| AVAILABLE RECORDS |
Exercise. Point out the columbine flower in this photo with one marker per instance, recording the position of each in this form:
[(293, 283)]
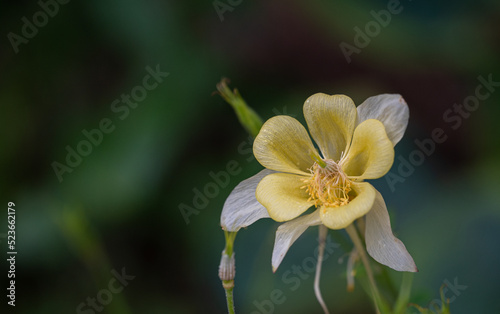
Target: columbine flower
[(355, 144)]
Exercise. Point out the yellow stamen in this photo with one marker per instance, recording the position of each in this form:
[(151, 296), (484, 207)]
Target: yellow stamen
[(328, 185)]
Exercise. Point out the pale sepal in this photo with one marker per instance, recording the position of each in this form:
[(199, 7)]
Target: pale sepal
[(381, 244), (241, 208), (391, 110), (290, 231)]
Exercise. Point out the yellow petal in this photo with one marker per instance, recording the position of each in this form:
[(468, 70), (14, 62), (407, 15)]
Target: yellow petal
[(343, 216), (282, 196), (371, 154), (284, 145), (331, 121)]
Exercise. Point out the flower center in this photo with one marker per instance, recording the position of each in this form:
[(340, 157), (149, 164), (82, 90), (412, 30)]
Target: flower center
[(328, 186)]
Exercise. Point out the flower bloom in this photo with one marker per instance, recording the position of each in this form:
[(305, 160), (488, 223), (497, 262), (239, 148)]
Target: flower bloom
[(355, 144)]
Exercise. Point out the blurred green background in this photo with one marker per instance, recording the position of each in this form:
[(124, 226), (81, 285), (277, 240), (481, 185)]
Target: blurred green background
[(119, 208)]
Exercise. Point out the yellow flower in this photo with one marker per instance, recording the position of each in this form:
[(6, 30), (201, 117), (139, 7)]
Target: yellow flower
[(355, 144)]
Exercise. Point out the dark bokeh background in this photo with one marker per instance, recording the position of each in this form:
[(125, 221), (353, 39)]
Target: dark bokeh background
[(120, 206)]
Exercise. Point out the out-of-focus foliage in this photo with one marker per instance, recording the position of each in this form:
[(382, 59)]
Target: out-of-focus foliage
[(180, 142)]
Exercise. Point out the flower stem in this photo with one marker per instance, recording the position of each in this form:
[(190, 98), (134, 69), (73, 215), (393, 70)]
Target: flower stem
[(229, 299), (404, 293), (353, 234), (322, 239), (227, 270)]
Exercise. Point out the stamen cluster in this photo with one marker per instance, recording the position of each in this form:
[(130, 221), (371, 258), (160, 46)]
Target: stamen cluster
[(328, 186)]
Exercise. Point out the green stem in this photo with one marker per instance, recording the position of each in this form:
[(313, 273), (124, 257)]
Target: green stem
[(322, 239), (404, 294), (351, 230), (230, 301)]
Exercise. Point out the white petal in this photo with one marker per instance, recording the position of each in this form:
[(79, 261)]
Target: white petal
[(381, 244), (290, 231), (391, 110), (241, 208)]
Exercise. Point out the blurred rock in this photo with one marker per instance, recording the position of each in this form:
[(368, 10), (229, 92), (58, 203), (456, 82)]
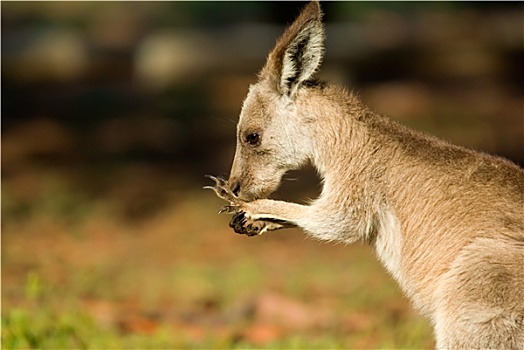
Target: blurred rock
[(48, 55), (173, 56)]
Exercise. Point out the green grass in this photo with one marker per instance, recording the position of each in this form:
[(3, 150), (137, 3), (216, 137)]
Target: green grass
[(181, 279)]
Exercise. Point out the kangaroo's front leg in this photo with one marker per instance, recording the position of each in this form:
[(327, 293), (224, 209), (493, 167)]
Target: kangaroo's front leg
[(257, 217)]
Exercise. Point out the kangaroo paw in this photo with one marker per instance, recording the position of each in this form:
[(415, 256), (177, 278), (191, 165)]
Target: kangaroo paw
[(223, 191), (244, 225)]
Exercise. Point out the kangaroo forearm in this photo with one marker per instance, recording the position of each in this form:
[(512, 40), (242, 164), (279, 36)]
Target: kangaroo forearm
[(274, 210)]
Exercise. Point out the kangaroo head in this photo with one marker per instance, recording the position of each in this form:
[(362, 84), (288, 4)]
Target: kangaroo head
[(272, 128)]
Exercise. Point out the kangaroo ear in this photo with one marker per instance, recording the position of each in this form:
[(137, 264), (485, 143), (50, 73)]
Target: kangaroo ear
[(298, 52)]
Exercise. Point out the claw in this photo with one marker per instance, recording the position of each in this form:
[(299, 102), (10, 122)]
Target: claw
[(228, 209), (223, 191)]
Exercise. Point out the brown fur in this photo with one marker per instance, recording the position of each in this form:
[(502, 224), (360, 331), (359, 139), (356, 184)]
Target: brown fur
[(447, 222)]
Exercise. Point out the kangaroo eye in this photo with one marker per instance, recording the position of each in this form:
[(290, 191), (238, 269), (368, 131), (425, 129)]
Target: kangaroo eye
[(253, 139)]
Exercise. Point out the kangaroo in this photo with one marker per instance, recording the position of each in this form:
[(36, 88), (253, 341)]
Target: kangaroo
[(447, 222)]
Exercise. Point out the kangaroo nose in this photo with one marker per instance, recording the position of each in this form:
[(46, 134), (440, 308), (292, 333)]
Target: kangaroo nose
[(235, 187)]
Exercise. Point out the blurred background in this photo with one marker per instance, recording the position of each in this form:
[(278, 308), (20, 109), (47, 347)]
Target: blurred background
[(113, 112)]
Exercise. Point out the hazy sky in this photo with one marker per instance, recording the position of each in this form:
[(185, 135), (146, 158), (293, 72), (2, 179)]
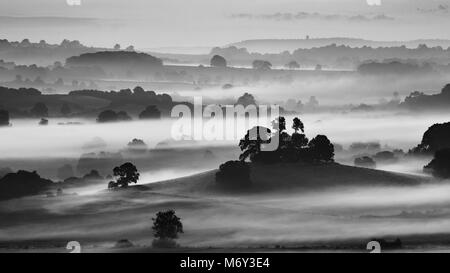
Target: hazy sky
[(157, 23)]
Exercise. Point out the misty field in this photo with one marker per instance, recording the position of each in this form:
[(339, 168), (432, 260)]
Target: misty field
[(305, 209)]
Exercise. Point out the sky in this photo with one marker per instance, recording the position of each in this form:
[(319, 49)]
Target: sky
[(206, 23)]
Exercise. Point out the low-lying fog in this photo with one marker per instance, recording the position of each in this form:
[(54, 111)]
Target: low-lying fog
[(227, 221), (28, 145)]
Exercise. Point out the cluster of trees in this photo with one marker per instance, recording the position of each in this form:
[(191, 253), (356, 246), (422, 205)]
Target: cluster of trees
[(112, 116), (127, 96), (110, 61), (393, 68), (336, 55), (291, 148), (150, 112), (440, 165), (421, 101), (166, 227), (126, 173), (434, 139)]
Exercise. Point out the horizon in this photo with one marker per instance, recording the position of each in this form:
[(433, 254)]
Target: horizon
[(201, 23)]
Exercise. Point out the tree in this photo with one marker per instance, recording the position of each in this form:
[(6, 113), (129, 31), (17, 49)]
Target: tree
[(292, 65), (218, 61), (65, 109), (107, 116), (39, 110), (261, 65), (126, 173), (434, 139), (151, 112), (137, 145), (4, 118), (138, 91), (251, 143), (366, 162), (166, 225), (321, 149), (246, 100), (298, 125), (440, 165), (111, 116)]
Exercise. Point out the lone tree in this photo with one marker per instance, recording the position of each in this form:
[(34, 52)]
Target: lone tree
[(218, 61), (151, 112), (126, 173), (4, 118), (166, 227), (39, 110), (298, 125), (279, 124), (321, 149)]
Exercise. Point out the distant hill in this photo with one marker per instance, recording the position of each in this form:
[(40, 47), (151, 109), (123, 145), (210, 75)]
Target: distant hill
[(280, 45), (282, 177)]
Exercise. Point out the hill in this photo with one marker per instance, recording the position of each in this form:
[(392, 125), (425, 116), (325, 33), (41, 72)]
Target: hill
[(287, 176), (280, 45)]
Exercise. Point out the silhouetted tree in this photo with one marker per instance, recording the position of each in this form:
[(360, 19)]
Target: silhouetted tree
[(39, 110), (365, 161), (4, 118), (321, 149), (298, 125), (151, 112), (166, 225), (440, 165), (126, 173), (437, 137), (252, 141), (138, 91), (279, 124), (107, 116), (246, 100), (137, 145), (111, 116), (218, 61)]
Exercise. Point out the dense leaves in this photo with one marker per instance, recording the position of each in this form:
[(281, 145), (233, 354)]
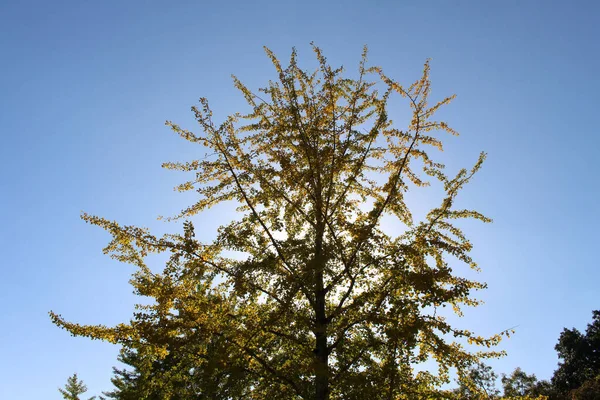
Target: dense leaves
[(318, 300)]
--
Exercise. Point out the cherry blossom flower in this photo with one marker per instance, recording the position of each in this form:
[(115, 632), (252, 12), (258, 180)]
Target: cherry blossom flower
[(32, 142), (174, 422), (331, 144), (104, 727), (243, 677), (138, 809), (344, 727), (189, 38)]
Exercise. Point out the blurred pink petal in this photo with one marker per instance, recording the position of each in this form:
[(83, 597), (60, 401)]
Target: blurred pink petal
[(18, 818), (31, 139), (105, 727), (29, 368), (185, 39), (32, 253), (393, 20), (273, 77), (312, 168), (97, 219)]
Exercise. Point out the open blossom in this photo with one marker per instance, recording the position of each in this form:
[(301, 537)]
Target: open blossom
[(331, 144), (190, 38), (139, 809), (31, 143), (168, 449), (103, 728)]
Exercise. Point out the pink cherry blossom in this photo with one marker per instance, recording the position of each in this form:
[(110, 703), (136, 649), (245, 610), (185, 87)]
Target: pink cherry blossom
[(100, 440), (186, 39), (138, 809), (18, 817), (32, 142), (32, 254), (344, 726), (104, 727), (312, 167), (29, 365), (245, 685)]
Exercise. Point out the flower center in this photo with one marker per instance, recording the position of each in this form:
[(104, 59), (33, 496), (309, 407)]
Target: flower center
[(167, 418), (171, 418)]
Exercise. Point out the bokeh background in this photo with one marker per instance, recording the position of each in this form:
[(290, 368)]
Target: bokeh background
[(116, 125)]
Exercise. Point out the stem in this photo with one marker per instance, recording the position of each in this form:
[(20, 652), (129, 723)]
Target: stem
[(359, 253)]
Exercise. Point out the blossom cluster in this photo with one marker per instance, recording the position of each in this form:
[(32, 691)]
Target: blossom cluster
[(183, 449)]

| TASK PROMPT |
Repeat the rows above word for word, taking the stretch from the line containing "Exercise. Point out the misty" through the line containing "[(201, 23)]", with both of those lines included.

| TASK ANSWER |
Exercise. Point out the misty field in this photo with one marker per instance, recording the position of each in this form:
[(339, 168), (432, 260)]
Target: misty field
[(305, 209)]
Exercise. Point out the sky in this photo with one marker per instance, recording the position of each in this form:
[(319, 49)]
Target: sky
[(206, 23)]
Exercise. Point out the low-lying fog in this photo with one marker per instance, recording the position of each in this form:
[(54, 111)]
Target: low-lying fog
[(227, 221), (28, 145)]
Exercise. Point out the cluster of trees in this photo with one marker per instance, recording the position of each in this form:
[(191, 253), (356, 246), (422, 205)]
Target: cluster of trees
[(112, 116), (127, 96), (110, 61), (393, 68), (336, 55), (291, 148), (150, 112), (440, 165), (421, 101), (166, 227), (126, 173), (434, 139)]
Exercise. Point out the horizon in this photo with one marker per instance, recording the position of each in this form:
[(433, 254)]
Target: horizon
[(201, 23)]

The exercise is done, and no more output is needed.